February 22: The Great Ice Storm of 1898

 

February 22, 1898 marked the third and final day of one of the worst ice storms ever seen in Connecticut. It was a storm for the ages, that decimated the northwest corner of the state not even ten years after it reeled from the infamous Blizzard of 1888. While the storm brought rain to southern Connecticut, the northwest hills experienced a steady three-day marathon of freezing rain that coated trees, buildings, roads, and everything else in its path with ice up to seven inches thick.

Roads were completely impassable. Even the old-fashioned horse-drawn sleighs that rural folks used for winter travel didn’t dare brave the slippery conditions, leaving many homesteads completely isolated for days. Witnesses described the constant, ominous sound of tree limbs cracking under the weight of all the ice. Some likened their noise to fireworks on the Fourth of July. Many farmsteads, especially those sporting fruit trees, were completely ruined, and many a town green was forever altered after numerous large, old-growth trees were felled by the ice.

▶ Extracted entries:
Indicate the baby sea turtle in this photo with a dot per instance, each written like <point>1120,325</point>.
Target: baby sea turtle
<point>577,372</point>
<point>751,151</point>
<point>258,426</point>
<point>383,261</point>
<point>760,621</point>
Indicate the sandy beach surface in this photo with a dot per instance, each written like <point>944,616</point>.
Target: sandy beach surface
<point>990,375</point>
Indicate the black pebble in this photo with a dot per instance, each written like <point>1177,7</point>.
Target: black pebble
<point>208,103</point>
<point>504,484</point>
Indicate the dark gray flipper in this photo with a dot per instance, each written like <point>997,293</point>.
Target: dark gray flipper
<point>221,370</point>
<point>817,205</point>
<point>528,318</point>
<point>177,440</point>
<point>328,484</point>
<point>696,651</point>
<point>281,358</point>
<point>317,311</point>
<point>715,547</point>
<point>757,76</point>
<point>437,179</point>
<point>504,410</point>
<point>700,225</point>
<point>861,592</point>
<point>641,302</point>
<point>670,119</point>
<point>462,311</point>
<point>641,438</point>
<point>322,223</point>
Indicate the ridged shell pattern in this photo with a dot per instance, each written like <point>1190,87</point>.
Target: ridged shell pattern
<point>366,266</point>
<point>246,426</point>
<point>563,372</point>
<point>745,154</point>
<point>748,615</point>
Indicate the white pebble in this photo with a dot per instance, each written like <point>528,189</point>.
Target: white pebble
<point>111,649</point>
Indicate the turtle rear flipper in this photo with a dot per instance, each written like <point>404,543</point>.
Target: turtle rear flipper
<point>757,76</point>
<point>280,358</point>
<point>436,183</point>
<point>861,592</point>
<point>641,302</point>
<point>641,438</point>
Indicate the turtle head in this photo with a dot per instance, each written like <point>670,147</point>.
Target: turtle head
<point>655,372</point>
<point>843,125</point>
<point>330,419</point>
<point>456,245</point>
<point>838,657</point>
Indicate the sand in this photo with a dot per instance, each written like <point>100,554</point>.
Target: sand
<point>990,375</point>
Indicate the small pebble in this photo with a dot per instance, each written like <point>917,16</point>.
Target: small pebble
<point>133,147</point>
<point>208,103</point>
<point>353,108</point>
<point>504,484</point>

▶ Exercises:
**1.** Answer these from the piece on the 1898 ice storm:
(a) How thick did the ice coating get in the northwest hills?
(b) What did some witnesses compare the sound of cracking tree limbs to?
(c) Which earlier storm had the northwest corner of the state reeled from less than ten years before?
**2.** Transcribe the piece on the 1898 ice storm from "February 22: The" up to and including "seven inches thick.".

▶ Expected results:
**1.**
(a) Up to seven inches thick.
(b) Fireworks on the Fourth of July.
(c) The infamous Blizzard of 1888.

**2.**
February 22: The Great Ice Storm of 1898

 

February 22, 1898 marked the third and final day of one of the worst ice storms ever seen in Connecticut. It was a storm for the ages, that decimated the northwest corner of the state not even ten years after it reeled from the infamous Blizzard of 1888. While the storm brought rain to southern Connecticut, the northwest hills experienced a steady three-day marathon of freezing rain that coated trees, buildings, roads, and everything else in its path with ice up to seven inches thick.